#### SUPPLIED PASSAGE
# Tiny Basement Shop Progress



## HMF (Apr 6, 2018)

I applied sheetrock, then 3/4 inch plywood to the walls to prevent damage.
I installed built-in shelves. I covered the gas main and regulator with a plywood cover. Unfortunately, the gas meter is right on the tailstock of my SB H-10 lathe, which is in pieces here.  I need to get Con Ed to move that meter out of the way.




As with the other walls, I first applied green board (old resistant), then 3/4 inch plywood to prevent the Van Norman #12 (shown partially assembled) from smashing up the sheetrock (which it did before the plywood was installed.) Temporary shelves hold some tools.




Sheetrock is covered with thick 3/4 inch plywood so the Burke #4 does not smash it up. A panel of plywood was split then brought down to the basement and reinstalled. 




Thi is the view of the front basement wall from the hallway outside my shop. I made a wooden sliding barn-type door to close up the shop area.


----------



## Tony Pisano (Apr 6, 2018)

Looking good. You can do a lot with a small space if you are organized.


----------



## Bill Gruby (Apr 6, 2018)

Nice shop Nelson. I have one small concern though and that is the location of that Gas Meter. Here they check them every 2 years and replace them every 10 years. I have had mine spring a leak. Not bad enough to evacuate but still a leak.

 "Billy G"


----------



## HMF (Apr 6, 2018)

There is a Baldon #520 Carbide grinder, an old one, circa 1960, that is located in the alcove where the power panel is.


----------



## HMF (Apr 6, 2018)

Bill Gruby said:


> Nice shop Nelson. I have one small concern though and that is the location of that Gas Meter. Here they check them every 2 years and replace them every 10 years. I have had mine spring a leak. Not bad enough to evacuate but still a leak.
> 
> "Billy G"




Con Ed never replaced the meter. That is the original one, and the placement sucks. I'd be happy if it sprung a leak. They would be forced to come right over as an emergency and replace it. I am going to write the Public Service Commission. When that happens, Con Ed responds, and ask that the meter be moved.

Word is they are FINALLY going to put in remote reading, like the water meter. It is about time.


----------



## Bill Gruby (Apr 6, 2018)

#### RECORDED INFORMATION
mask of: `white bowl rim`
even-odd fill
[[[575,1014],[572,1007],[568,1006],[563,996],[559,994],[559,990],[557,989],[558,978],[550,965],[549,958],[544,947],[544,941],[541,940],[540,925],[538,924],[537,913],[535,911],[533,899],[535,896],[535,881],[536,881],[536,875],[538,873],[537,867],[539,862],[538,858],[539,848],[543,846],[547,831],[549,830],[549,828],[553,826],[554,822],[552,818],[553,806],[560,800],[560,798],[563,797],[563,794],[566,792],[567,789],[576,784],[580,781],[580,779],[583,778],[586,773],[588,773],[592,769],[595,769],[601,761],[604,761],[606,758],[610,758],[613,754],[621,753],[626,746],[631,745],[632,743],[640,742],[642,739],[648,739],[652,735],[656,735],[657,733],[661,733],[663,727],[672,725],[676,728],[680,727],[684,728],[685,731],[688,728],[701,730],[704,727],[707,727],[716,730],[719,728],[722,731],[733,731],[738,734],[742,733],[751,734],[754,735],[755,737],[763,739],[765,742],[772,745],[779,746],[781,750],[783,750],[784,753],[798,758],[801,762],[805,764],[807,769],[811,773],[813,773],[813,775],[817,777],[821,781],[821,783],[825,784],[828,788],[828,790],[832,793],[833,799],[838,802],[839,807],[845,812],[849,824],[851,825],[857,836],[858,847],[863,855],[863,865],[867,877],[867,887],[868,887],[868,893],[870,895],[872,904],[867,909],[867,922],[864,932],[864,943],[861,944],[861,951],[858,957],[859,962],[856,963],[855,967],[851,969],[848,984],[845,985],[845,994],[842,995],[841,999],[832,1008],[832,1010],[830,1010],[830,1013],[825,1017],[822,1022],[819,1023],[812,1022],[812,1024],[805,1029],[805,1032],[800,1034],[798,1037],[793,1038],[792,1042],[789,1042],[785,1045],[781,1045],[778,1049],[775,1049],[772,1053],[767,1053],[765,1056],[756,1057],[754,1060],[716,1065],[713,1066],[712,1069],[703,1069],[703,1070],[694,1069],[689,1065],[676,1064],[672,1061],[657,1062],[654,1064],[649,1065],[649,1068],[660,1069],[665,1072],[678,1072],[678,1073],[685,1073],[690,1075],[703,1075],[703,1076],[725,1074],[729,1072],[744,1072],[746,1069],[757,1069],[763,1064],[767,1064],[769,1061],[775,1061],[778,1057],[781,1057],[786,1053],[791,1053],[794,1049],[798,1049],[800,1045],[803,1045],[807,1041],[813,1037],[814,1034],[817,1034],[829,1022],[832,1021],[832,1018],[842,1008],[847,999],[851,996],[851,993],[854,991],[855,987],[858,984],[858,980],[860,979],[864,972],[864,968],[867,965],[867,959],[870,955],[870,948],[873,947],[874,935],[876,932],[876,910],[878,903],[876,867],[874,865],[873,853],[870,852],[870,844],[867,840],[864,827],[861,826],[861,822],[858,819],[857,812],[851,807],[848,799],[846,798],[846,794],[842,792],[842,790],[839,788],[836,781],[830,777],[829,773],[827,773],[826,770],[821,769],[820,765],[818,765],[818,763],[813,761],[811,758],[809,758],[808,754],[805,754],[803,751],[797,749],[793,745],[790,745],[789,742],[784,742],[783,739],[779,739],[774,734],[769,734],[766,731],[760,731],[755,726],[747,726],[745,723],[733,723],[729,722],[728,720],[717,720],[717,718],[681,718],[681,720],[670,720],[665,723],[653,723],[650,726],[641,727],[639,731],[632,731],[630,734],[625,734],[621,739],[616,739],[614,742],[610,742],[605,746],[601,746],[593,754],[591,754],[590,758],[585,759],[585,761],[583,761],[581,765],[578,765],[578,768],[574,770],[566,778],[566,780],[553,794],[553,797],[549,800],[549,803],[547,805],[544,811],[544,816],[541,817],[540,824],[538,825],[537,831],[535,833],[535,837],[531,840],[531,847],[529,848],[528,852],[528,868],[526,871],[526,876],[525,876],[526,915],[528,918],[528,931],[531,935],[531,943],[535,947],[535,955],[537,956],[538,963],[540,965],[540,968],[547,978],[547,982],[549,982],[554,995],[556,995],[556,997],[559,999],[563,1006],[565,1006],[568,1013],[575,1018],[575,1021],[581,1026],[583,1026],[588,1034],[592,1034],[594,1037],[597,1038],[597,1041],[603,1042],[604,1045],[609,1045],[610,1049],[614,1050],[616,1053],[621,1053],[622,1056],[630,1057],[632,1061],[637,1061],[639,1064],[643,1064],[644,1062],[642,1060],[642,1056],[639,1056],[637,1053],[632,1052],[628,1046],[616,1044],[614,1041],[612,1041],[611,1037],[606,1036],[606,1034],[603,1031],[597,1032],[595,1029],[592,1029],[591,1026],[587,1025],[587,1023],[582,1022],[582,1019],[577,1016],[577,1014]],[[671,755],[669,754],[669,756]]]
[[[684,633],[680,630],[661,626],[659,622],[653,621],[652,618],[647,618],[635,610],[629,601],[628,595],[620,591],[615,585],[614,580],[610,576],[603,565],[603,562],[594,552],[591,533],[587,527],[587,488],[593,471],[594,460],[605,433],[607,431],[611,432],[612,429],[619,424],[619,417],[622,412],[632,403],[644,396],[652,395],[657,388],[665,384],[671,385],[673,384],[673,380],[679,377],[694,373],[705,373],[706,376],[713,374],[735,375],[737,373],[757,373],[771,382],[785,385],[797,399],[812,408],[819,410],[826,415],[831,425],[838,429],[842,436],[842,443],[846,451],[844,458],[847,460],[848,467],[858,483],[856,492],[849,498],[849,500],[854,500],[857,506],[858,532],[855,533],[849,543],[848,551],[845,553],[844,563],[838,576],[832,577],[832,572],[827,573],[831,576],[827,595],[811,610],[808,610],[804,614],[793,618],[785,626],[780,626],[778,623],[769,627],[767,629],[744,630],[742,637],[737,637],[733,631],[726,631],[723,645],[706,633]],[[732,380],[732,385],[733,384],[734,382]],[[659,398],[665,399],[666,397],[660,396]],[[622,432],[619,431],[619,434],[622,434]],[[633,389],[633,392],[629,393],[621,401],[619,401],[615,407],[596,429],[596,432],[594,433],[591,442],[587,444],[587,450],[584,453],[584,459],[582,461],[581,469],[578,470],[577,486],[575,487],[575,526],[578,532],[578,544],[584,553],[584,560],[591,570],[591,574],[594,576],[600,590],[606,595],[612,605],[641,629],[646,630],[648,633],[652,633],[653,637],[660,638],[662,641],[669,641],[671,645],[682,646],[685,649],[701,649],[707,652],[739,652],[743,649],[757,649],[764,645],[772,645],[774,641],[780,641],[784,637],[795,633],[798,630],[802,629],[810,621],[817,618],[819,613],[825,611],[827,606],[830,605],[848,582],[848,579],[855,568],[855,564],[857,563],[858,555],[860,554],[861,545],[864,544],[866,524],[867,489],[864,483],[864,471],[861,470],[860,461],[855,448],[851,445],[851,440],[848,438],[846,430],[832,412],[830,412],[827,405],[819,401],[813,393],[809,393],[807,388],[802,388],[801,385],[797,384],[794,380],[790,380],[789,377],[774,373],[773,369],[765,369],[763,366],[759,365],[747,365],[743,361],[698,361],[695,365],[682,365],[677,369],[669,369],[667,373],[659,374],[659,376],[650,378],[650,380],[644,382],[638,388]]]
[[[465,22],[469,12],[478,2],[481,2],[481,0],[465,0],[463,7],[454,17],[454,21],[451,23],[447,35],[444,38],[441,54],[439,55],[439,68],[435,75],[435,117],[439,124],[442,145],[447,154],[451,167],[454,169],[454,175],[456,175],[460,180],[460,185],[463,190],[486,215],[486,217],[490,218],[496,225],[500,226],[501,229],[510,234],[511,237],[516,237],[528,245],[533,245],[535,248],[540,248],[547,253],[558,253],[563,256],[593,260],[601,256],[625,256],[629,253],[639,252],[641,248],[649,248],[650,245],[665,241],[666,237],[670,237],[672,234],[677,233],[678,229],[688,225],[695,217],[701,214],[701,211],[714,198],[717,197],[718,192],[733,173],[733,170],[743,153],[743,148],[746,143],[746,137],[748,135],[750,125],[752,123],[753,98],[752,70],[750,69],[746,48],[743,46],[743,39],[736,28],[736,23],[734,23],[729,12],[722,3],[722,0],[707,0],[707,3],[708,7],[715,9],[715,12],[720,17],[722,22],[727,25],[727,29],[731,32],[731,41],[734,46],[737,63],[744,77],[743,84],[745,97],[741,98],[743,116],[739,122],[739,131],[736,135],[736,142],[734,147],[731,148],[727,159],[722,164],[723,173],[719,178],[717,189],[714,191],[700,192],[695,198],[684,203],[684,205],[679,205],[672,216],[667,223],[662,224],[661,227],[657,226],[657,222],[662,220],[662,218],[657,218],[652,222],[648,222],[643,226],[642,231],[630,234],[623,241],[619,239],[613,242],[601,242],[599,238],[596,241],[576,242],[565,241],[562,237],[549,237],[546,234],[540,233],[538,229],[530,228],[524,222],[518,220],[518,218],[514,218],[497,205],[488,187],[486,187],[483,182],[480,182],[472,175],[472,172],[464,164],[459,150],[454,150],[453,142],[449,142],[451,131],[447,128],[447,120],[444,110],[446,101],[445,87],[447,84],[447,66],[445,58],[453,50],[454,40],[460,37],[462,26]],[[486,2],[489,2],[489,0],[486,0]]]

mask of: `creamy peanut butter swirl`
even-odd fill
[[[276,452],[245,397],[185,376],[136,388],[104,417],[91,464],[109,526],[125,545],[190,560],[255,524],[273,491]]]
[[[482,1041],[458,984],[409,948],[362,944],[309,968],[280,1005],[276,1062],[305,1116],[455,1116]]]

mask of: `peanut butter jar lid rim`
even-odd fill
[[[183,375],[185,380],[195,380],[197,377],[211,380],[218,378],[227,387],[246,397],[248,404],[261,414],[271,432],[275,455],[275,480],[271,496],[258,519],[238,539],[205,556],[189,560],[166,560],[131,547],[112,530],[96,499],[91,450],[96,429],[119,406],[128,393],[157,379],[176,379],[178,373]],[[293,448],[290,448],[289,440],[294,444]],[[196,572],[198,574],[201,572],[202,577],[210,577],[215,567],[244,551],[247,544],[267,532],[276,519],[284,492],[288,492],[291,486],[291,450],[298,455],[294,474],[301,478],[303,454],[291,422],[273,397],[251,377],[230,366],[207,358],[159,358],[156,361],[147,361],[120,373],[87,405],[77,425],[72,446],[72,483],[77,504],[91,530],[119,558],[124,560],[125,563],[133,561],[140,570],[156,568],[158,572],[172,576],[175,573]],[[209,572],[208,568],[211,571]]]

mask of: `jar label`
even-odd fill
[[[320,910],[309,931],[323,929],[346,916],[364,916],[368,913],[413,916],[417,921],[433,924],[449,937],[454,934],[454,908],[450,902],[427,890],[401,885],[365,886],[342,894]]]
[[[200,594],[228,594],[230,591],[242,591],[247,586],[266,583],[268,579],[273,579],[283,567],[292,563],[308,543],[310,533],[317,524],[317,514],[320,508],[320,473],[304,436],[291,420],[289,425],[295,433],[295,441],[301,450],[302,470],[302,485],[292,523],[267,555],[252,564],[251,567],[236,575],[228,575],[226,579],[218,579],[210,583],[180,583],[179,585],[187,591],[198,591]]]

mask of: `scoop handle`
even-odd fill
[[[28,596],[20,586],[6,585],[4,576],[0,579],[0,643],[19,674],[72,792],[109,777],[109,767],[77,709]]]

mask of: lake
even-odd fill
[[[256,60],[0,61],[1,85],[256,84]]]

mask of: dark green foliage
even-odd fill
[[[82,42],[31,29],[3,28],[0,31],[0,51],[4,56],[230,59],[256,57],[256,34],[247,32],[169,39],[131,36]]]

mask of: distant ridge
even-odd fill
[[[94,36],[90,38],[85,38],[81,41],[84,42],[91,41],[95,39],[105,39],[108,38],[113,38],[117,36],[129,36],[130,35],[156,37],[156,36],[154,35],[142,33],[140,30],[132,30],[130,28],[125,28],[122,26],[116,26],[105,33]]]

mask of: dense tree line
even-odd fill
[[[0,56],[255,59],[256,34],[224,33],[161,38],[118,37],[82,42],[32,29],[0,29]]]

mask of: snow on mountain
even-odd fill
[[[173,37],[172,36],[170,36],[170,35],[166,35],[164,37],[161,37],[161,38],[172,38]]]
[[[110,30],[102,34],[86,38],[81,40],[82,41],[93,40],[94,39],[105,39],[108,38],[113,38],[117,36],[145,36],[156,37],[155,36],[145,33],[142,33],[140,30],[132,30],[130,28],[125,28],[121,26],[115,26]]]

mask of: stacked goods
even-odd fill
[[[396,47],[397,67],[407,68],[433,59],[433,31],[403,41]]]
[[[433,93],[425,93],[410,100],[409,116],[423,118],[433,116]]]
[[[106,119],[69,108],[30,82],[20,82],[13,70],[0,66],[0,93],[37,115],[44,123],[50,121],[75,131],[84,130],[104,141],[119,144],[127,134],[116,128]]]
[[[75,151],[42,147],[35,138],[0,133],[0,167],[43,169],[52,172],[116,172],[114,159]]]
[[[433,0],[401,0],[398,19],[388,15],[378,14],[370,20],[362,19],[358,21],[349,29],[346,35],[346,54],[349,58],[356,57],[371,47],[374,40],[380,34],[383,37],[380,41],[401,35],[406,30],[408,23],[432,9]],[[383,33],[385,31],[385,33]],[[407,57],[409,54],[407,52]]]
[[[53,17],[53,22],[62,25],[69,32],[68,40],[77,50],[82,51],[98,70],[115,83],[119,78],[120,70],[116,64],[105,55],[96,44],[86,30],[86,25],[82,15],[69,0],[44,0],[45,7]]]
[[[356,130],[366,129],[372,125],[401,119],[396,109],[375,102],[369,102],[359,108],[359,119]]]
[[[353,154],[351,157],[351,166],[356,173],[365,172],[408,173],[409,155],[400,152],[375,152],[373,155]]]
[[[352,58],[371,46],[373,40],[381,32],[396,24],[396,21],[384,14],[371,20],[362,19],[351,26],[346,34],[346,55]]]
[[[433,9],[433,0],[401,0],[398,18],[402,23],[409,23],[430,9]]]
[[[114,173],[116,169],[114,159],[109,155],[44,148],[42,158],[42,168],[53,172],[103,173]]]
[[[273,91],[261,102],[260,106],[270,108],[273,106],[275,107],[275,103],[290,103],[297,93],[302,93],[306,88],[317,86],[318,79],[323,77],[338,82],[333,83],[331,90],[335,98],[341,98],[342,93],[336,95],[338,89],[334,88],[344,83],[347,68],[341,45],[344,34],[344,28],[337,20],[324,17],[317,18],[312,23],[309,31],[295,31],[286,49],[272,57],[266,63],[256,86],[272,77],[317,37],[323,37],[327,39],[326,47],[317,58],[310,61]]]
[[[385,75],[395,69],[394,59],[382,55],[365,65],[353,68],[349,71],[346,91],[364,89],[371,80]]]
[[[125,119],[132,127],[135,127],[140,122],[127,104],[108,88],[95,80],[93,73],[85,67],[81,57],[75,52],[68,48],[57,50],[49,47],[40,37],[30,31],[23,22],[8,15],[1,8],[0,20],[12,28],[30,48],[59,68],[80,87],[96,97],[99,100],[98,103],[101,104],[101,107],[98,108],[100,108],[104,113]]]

#### TO DO
Rewrite the part of the basement shop thread that opens with the words containing "Thi is the view" and closes with "you are organized.", putting "barn-style" in place of "barn-type". The records aren't needed here.

#### FULL SOLUTION
Thi is the view of the front basement wall from the hallway outside my shop. I made a wooden sliding barn-style door to close up the shop area.


----------



## Tony Pisano (Apr 6, 2018)

Looking good. You can do a lot with a small space if you are organized.